Rewrite the listing below in full, substituting "foreground clicks" for every occurrence of "positive clicks" and leaving everything else unchanged.

:::

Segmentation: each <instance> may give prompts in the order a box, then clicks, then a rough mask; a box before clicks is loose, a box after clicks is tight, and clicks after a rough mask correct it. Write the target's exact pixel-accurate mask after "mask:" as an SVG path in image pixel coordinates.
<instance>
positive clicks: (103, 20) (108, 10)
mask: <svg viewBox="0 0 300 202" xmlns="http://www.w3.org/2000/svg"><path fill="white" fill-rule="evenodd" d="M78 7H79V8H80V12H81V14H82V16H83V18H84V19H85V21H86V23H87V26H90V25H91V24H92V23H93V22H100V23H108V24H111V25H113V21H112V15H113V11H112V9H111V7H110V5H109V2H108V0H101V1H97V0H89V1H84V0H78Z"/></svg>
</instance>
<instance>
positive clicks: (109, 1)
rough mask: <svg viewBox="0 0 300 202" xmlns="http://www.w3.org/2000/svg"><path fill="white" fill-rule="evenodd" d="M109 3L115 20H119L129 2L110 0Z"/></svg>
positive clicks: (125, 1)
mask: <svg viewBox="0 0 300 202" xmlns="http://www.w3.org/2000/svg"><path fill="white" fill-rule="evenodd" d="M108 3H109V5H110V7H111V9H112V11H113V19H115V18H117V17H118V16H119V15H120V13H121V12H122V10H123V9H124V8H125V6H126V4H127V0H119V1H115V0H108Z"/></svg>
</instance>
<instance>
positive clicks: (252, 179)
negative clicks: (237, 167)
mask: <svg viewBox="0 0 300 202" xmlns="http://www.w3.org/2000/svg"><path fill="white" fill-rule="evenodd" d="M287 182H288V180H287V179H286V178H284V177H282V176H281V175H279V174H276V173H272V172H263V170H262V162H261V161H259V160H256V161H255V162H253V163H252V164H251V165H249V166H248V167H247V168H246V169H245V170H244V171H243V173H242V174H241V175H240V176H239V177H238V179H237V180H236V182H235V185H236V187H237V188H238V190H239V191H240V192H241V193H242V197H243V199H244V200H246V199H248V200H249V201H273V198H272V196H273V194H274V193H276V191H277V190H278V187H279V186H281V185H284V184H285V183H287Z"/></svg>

:::

__Task response__
Segmentation: each <instance> may give prompts in the order a box, then clicks, then a rough mask; a box before clicks is loose, a box after clicks is tight, and clicks after a rough mask correct it. Write the target's exact pixel-accurate mask after "mask:" as an SVG path in image pixel coordinates.
<instance>
foreground clicks: (103, 20) (108, 10)
mask: <svg viewBox="0 0 300 202" xmlns="http://www.w3.org/2000/svg"><path fill="white" fill-rule="evenodd" d="M78 7H79V8H80V12H81V14H82V16H83V18H84V19H85V21H86V23H87V26H90V25H91V24H92V23H93V22H100V23H108V24H111V25H113V21H112V15H113V11H112V9H111V7H110V5H109V2H108V0H101V1H97V0H89V1H84V0H78Z"/></svg>
</instance>
<instance>
foreground clicks: (109, 1)
rough mask: <svg viewBox="0 0 300 202" xmlns="http://www.w3.org/2000/svg"><path fill="white" fill-rule="evenodd" d="M109 3L115 20H119L129 2L110 0Z"/></svg>
foreground clicks: (125, 1)
mask: <svg viewBox="0 0 300 202" xmlns="http://www.w3.org/2000/svg"><path fill="white" fill-rule="evenodd" d="M108 3H109V5H110V7H111V9H112V11H113V19H115V18H117V17H118V16H119V15H120V13H121V12H122V10H123V9H124V8H125V6H126V4H127V0H119V1H115V0H108Z"/></svg>
</instance>
<instance>
foreground clicks: (252, 179)
negative clicks: (237, 167)
mask: <svg viewBox="0 0 300 202" xmlns="http://www.w3.org/2000/svg"><path fill="white" fill-rule="evenodd" d="M287 182H288V180H287V179H286V178H284V177H282V176H281V175H279V174H276V173H272V172H263V170H262V162H261V161H259V160H256V161H255V162H253V163H252V164H251V165H249V166H248V167H247V168H246V169H245V170H244V171H243V173H242V174H241V175H240V176H239V177H238V179H237V180H236V182H235V185H236V187H237V188H238V190H239V191H240V192H241V193H242V197H243V199H244V200H246V199H248V200H249V201H273V198H272V196H273V194H274V193H276V191H277V190H278V187H279V186H281V185H284V184H285V183H287Z"/></svg>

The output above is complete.